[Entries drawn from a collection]

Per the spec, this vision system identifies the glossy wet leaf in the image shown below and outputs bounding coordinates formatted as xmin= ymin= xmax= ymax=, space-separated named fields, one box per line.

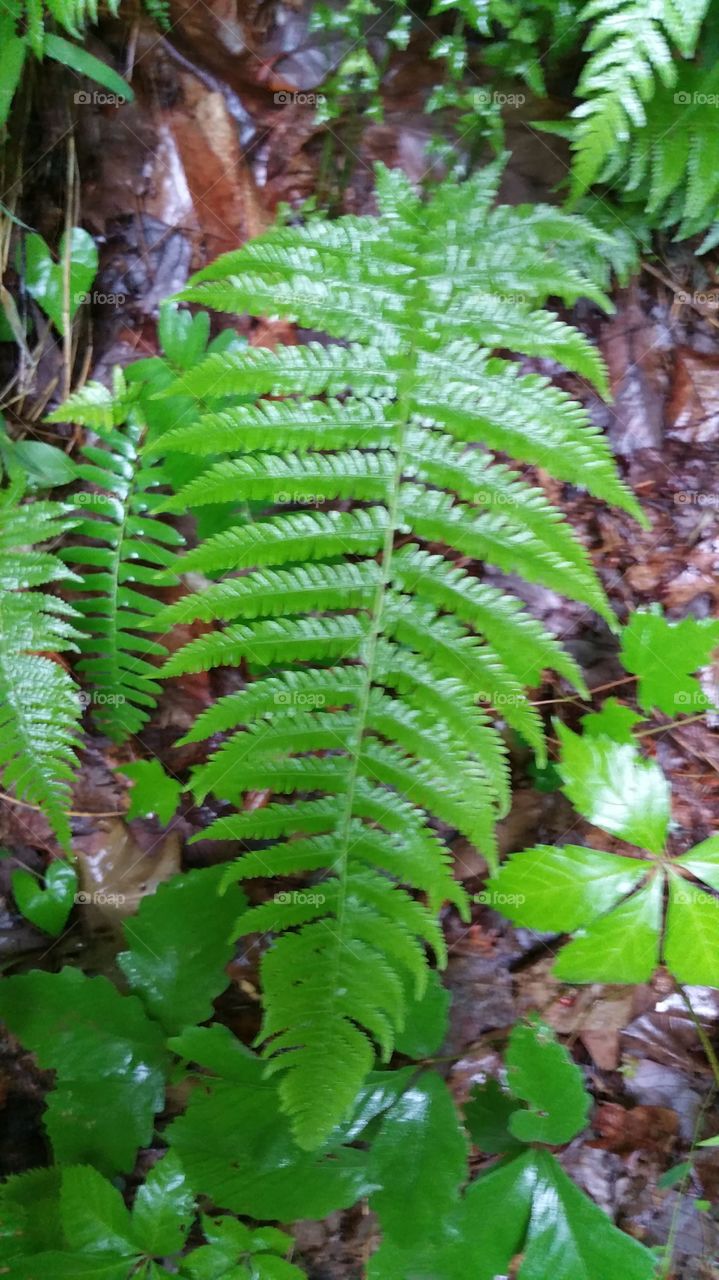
xmin=581 ymin=698 xmax=644 ymax=744
xmin=118 ymin=759 xmax=183 ymax=827
xmin=557 ymin=724 xmax=669 ymax=854
xmin=24 ymin=227 xmax=99 ymax=334
xmin=0 ymin=969 xmax=168 ymax=1176
xmin=370 ymin=1071 xmax=467 ymax=1253
xmin=504 ymin=1018 xmax=590 ymax=1146
xmin=132 ymin=1151 xmax=194 ymax=1257
xmin=490 ymin=845 xmax=651 ymax=933
xmin=620 ymin=608 xmax=719 ymax=716
xmin=554 ymin=876 xmax=663 ymax=983
xmin=166 ymin=1027 xmax=374 ymax=1222
xmin=10 ymin=859 xmax=78 ymax=936
xmin=118 ymin=865 xmax=247 ymax=1034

▶ **Stated goal**: Rescale every entry above by rewriting all of its lines, requests included, with each bounding-box coordinate in the answers multiplied by 1.2 and rounded to a whole number, halves rounding up. Leave the pictures out of the output.

▶ **Exercise result**:
Per the spec, this vision system identifies the glossy wet leaf in the image shown below and outputs bounding coordinates formatted as xmin= ymin= xmax= ymax=, space-separated named fields, one box per line.

xmin=697 ymin=838 xmax=773 ymax=893
xmin=142 ymin=911 xmax=220 ymax=992
xmin=668 ymin=869 xmax=803 ymax=1025
xmin=29 ymin=272 xmax=119 ymax=401
xmin=0 ymin=1163 xmax=202 ymax=1411
xmin=444 ymin=1285 xmax=560 ymax=1504
xmin=605 ymin=1222 xmax=708 ymax=1375
xmin=158 ymin=1381 xmax=233 ymax=1508
xmin=588 ymin=1014 xmax=781 ymax=1120
xmin=744 ymin=730 xmax=863 ymax=859
xmin=665 ymin=1051 xmax=796 ymax=1180
xmin=199 ymin=1232 xmax=449 ymax=1466
xmin=12 ymin=1031 xmax=94 ymax=1123
xmin=142 ymin=1038 xmax=296 ymax=1241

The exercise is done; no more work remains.